## Text shown

• • •

Tuesday, November 01, 2011

Beauty is a Verb - Time to Brag

I’m so proud of Beauty is a Verb: The New Poetry of Disability that I have to come out of my root cellar and talk about it. Collaborating with poets Sheila Black and Jennifer Bartlett to edit the anthology and with Lee and Bobby Byrd at Cinco Puntos Press to get it published has been an invigorating and rewarding experience.

Since the first books appeared barely a month ago ago, the praise has been coming. It received a starred review from Publishers Weekly, and poet/critic Ron Silliman wrote that it will be one of the defining poetry anthologies of the twenty-first century. Poets Molly Peacock Naomi Sahib Nye and disabilities scholars Lennard Davis and Anne Finger have all given it powerfully positive endorsements. Recent readings in Philadelphia, Berkeley, Albuquerque, and Las Cruces have impressed the crowds that they have drawn with more coming up in New York, Pittsburgh, Washington, D.C. and Ann Arbor. Two weeks after publication, the anthology showed up as number six on the Poetry Foundation’s list of best selling poetry anthologies (behind Caroline Kennedy, Garrison Keillor, Harold Bloom, David Lehman and Jeffrey Yang).

What is so special about Beauty is a Verb? At 383 pages, it is the first comprehensive anthology to focus entirely on the work of poets with physical disabilities – most of them, visible disabilities. Moreover, each poet in the book is represented not only by his/her poems but by an essay about their work as well. (For the handful of poets who are no longer living, such as Larry Eigner, the essay was supplied by a scholar who knows that poets work well. In Eigner’s case, it is Michael Davidson.) The book proceeds from “First Voices” like Eigner, to voices of the disability poetry movement like Jim Ferris, to the work of more lyrical poets such as Sheila Black, and finally to experimental writers like Denise Leto in a section called “The New Language of New Embodiment.”

With Beauty is a Verb in hand, college instructors will no longer have the excuse of lack of quality material for not including the work of writers with disabilities in poetry or literature classes just as they now do African American, Latino or GLBT writers. The anthology itself could be used as a course text. The diversity of style, subject and opinion is quite amazing. While not ever reader will be up to the intellectual challenge of David Wollach’s pieces, any high school student can become engaged in a discussion of Laura Hershey’s “Telling” or Hal Sirowitz “A Step Above Cows.” If the readers of Lisa’Gill’s poems send a reader in search of work by Bogan, Zukofsky and Wendell Berry, readers of Jillian Weise’s “The Amputee’s Guide to Sex” may send them in quite a different direction. The writers in the book dialogue, diverge from, and disagree with each other. It would be a willfully obtuse reader who could walk away after reading Beauty and not have gained something from it.

• • •

Stored data:
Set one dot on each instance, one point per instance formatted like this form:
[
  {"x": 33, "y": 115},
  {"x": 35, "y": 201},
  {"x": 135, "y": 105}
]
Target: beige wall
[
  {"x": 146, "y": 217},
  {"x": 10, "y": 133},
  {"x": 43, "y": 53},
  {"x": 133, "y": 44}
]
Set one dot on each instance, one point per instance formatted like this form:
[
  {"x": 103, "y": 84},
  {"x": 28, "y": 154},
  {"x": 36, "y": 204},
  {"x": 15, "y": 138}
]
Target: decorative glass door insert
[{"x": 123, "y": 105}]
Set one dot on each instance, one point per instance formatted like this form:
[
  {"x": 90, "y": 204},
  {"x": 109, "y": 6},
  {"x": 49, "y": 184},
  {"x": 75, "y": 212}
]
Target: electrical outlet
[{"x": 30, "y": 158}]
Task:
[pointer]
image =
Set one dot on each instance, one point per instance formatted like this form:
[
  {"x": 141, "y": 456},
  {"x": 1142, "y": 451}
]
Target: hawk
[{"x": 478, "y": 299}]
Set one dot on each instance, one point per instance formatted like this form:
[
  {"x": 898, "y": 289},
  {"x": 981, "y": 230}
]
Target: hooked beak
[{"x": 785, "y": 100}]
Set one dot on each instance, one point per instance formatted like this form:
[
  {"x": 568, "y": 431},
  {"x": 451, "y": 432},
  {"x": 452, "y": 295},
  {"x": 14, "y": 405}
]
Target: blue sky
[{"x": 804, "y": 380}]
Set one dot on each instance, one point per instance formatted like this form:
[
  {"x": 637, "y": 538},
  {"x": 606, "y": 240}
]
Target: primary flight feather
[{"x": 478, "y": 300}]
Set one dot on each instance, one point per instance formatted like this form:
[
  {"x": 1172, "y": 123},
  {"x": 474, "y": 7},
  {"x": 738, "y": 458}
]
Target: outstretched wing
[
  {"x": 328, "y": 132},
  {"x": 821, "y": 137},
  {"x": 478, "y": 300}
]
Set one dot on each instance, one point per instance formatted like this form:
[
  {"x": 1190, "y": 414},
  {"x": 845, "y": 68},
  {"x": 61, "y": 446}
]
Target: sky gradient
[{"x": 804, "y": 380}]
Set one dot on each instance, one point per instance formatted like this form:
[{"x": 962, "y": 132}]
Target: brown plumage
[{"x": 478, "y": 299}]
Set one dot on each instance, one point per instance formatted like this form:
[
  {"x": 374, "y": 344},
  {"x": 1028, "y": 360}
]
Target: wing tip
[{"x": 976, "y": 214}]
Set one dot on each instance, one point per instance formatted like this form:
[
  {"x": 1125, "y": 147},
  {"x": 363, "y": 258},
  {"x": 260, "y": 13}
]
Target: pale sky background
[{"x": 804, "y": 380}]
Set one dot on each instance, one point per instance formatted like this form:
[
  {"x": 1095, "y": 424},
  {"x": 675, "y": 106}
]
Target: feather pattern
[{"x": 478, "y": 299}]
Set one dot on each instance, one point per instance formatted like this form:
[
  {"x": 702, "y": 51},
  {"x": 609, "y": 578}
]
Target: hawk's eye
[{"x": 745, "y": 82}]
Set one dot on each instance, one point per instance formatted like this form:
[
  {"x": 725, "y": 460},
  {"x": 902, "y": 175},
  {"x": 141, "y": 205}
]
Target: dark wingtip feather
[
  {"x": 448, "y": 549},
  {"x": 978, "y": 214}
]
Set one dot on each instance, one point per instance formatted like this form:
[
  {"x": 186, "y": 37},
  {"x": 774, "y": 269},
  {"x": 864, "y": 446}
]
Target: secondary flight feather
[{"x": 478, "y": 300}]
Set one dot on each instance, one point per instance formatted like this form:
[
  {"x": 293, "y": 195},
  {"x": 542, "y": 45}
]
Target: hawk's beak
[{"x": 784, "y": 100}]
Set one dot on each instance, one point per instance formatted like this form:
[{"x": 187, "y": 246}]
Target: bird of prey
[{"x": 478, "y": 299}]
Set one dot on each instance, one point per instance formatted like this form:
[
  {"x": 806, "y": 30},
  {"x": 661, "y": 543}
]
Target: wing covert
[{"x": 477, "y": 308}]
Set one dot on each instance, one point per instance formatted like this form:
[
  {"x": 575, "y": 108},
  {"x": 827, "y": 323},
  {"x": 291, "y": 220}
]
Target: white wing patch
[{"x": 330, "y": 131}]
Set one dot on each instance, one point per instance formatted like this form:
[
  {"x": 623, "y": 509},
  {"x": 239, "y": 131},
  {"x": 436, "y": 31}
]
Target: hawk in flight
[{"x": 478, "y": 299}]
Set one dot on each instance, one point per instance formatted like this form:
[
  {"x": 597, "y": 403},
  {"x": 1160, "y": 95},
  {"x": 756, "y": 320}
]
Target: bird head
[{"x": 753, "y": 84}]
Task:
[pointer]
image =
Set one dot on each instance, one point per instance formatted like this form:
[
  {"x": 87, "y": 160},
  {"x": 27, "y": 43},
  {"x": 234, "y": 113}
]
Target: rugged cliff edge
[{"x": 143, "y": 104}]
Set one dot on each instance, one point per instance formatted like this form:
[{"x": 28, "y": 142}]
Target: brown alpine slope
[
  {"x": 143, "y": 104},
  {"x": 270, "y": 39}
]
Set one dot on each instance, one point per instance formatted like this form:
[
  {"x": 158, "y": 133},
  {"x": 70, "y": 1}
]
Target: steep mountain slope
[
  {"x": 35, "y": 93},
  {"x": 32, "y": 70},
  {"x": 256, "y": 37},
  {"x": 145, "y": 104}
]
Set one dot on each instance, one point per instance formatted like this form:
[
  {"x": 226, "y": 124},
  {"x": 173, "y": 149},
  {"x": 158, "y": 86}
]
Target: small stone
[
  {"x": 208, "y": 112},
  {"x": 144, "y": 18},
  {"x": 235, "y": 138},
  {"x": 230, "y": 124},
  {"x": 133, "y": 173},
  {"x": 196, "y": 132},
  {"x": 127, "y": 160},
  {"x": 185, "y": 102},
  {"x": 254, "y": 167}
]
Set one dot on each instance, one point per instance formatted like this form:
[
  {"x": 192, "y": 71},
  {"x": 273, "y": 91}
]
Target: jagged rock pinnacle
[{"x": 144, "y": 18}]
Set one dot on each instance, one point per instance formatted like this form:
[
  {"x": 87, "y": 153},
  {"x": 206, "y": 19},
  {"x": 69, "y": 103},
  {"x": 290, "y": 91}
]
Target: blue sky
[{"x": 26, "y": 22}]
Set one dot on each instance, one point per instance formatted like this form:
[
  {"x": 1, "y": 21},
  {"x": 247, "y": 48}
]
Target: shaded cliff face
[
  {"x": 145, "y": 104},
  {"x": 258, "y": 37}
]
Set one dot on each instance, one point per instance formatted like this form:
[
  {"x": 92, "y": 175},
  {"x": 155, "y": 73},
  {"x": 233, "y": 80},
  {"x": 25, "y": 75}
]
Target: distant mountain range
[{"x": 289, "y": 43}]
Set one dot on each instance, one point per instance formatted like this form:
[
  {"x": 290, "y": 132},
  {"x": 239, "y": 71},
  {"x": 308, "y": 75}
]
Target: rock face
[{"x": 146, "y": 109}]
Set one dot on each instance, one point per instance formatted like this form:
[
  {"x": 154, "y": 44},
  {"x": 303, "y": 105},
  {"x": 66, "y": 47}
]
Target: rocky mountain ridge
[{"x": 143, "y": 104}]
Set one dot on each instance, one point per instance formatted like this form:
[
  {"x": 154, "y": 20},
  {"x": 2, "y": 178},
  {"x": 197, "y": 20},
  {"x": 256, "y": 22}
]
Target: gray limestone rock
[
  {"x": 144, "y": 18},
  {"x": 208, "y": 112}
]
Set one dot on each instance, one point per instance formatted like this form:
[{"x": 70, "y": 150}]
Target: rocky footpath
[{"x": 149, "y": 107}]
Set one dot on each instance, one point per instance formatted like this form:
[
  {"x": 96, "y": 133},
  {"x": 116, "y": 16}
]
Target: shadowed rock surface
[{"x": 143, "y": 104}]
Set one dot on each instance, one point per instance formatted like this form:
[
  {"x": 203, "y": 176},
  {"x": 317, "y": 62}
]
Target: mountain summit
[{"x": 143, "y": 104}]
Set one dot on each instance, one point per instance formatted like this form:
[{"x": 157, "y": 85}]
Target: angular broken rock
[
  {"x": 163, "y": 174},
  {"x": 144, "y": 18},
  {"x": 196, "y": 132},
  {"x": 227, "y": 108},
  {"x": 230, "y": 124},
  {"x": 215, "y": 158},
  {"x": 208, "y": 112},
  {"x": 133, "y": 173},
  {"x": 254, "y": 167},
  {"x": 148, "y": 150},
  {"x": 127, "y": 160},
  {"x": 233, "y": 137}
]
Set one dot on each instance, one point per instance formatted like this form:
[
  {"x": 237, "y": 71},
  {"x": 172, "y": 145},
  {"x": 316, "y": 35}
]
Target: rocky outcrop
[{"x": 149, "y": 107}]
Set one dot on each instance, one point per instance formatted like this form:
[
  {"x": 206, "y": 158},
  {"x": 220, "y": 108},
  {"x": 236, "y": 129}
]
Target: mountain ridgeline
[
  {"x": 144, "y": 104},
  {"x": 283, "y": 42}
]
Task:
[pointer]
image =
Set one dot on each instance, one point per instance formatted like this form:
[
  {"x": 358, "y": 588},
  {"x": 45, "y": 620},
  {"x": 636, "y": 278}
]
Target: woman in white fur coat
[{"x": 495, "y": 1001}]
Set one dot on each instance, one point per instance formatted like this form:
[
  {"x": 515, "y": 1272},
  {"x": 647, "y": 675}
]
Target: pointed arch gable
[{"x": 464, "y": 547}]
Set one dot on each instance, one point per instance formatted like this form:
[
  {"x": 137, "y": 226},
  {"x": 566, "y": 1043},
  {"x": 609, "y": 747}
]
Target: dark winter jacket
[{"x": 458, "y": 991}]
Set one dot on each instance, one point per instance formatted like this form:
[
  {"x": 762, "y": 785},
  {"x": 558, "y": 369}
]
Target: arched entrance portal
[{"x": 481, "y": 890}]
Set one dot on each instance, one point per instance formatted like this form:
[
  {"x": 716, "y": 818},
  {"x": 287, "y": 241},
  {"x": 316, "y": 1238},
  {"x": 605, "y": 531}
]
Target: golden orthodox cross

• • •

## Work instructions
1. How many pages long is Beauty is a Verb, according to the post?
2. Please reproduce the post between "Since the first" and "and Jeffrey Yang).", inclusive.

## Answers to the tasks
1. 383 pages.

2.
Since the first books appeared barely a month ago ago, the praise has been coming. It received a starred review from Publishers Weekly, and poet/critic Ron Silliman wrote that it will be one of the defining poetry anthologies of the twenty-first century. Poets Molly Peacock Naomi Sahib Nye and disabilities scholars Lennard Davis and Anne Finger have all given it powerfully positive endorsements. Recent readings in Philadelphia, Berkeley, Albuquerque, and Las Cruces have impressed the crowds that they have drawn with more coming up in New York, Pittsburgh, Washington, D.C. and Ann Arbor. Two weeks after publication, the anthology showed up as number six on the Poetry Foundation’s list of best selling poetry anthologies (behind Caroline Kennedy, Garrison Keillor, Harold Bloom, David Lehman and Jeffrey Yang).